_Work to do_
Locate each line below that contains the word "dark" and copy every such line in full.

(Records from a collection)
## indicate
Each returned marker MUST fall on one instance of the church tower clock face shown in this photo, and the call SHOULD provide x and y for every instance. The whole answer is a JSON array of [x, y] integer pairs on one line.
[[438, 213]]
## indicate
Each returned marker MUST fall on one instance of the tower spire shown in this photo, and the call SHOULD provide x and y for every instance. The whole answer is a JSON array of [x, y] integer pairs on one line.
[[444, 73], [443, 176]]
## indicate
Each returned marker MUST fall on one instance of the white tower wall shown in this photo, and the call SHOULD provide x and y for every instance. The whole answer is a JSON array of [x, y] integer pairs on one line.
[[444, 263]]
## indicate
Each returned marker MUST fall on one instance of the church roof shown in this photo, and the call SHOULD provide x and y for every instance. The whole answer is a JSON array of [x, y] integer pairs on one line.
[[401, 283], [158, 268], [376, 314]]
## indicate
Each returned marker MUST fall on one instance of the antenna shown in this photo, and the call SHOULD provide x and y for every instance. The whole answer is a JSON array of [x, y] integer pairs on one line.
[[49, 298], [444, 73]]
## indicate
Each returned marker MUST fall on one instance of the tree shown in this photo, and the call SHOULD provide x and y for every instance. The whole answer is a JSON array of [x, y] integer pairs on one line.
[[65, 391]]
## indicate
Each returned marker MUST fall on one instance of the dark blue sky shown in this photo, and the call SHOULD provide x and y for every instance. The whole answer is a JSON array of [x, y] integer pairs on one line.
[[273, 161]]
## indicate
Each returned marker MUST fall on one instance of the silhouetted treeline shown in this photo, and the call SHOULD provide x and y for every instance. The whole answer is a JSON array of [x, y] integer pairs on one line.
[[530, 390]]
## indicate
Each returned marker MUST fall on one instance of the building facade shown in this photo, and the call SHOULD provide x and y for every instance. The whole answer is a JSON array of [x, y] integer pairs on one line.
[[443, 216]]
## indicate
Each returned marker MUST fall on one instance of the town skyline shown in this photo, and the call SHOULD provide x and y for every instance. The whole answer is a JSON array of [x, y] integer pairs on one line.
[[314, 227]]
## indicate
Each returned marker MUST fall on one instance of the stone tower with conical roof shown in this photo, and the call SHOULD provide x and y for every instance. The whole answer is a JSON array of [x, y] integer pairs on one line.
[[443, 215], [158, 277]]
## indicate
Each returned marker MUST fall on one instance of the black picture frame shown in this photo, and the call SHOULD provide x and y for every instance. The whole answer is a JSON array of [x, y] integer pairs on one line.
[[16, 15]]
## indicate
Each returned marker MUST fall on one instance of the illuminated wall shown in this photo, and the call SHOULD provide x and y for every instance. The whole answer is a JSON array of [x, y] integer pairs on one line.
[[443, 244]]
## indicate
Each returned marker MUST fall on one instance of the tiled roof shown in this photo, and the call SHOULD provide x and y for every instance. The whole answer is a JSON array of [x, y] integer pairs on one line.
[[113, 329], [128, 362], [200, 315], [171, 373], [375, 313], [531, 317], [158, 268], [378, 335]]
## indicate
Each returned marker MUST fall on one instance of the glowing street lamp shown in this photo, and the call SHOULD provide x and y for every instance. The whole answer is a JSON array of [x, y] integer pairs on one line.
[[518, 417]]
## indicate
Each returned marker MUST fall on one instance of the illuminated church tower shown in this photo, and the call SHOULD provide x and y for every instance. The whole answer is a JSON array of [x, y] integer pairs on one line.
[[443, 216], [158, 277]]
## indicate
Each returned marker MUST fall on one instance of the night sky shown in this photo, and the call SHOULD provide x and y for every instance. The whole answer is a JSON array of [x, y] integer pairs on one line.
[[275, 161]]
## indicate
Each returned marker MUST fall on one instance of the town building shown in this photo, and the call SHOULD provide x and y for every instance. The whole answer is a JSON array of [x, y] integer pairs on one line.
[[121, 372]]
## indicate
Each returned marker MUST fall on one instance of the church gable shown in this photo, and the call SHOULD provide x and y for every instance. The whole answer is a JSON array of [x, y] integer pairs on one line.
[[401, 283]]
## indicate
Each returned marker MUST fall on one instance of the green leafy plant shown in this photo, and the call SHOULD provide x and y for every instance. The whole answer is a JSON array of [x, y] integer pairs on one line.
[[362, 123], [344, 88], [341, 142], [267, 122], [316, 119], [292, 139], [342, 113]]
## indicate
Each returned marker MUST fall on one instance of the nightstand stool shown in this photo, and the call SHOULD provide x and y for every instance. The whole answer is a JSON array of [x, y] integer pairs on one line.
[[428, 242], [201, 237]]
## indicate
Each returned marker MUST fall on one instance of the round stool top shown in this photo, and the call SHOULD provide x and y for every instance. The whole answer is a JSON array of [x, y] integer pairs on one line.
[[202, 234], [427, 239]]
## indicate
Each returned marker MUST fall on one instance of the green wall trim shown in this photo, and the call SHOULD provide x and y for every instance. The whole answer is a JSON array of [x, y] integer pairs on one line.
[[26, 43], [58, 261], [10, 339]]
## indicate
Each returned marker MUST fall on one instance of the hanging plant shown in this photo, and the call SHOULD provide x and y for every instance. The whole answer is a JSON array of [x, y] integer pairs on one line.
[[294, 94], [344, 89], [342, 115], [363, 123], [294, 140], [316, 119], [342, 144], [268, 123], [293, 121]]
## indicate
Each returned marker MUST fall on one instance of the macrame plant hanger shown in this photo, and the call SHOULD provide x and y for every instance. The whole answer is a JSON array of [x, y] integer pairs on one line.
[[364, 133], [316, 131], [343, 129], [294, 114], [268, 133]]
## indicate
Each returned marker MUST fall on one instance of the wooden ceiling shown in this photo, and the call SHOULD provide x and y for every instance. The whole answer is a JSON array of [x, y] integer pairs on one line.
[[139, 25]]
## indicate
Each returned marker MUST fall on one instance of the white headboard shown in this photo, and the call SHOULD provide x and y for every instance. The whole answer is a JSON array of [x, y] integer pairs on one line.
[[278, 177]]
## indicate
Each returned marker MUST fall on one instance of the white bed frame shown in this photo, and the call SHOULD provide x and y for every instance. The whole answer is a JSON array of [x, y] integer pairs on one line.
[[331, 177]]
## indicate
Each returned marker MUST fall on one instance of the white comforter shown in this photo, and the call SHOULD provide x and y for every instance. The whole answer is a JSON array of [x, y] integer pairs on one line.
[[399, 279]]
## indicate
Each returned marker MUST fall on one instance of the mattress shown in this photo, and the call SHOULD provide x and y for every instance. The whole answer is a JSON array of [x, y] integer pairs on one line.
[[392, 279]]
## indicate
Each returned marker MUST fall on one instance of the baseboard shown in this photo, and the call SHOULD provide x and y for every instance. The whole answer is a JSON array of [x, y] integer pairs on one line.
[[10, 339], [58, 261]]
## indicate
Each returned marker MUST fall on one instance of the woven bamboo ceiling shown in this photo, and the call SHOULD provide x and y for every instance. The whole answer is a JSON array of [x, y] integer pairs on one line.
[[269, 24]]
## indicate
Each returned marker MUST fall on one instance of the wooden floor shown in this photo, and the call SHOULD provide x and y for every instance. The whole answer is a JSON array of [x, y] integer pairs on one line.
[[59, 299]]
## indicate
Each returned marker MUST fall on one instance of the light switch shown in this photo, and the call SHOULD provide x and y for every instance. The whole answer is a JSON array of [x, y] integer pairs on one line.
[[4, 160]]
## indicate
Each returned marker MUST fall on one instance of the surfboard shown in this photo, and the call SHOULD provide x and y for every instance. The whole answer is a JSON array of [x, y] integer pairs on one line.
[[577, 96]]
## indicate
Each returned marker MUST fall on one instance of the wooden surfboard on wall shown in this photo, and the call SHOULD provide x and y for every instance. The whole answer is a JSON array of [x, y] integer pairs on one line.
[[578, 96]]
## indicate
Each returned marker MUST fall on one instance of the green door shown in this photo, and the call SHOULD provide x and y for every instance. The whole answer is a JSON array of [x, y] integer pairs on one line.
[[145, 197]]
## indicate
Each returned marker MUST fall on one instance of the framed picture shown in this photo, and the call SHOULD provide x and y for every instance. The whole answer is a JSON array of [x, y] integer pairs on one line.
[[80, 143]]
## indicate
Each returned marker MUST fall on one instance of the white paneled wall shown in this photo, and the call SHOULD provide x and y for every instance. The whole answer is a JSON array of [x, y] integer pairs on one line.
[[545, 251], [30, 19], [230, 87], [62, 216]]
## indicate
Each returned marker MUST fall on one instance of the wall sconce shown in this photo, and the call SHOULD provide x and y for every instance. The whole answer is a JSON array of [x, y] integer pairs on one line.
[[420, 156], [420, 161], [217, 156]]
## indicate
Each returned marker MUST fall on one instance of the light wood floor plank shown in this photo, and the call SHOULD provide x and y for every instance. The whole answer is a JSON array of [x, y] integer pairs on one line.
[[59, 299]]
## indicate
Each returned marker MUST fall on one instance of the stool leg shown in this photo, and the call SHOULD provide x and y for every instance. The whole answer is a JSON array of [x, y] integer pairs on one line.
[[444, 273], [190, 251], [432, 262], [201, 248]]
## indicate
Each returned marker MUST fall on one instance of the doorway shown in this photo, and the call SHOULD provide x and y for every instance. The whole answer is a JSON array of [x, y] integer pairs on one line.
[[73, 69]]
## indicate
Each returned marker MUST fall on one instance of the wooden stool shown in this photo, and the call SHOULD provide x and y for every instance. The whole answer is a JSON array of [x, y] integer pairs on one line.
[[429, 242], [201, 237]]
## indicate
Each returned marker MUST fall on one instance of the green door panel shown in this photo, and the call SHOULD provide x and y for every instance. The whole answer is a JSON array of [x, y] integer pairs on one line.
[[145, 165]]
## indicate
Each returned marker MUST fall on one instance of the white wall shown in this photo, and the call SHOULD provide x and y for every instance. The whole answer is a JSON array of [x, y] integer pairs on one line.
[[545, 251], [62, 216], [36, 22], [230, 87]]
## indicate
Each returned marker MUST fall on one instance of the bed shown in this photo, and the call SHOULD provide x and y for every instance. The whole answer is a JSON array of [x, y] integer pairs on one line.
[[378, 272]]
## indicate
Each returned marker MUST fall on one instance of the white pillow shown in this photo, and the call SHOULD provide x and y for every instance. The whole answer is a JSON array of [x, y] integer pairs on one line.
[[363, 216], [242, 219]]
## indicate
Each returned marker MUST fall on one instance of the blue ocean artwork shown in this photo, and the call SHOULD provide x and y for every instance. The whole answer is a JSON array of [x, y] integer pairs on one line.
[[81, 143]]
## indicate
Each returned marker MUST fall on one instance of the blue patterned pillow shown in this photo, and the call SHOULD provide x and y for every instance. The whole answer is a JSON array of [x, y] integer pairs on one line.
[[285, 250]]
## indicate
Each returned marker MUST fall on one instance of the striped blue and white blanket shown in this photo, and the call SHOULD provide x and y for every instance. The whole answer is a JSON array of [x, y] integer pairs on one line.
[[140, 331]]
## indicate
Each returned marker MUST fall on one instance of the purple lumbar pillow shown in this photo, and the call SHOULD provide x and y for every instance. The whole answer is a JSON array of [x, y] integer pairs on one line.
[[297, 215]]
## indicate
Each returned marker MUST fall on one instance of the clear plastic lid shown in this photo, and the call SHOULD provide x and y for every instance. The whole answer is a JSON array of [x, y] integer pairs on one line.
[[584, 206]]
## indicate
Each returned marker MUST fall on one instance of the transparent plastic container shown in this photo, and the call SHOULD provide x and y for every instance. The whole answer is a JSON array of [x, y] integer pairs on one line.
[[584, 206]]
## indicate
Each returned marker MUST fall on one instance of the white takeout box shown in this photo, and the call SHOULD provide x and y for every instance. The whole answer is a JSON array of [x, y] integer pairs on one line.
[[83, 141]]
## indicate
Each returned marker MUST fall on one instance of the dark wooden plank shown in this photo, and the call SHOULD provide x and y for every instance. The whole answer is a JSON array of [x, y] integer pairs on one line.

_Task result_
Each returned marker MUST fall on one instance of the dark blue sky shown in this photo, and the call SHOULD provide x and y for every instance. The whole answer is a JSON array of [x, y] integer pairs on one line.
Each returned marker MUST fall on one instance of the dark wooden plank shown in this photo, and the call SHOULD provide x and y for every instance. The whole answer is a JSON array of [x, y] integer pairs on one line.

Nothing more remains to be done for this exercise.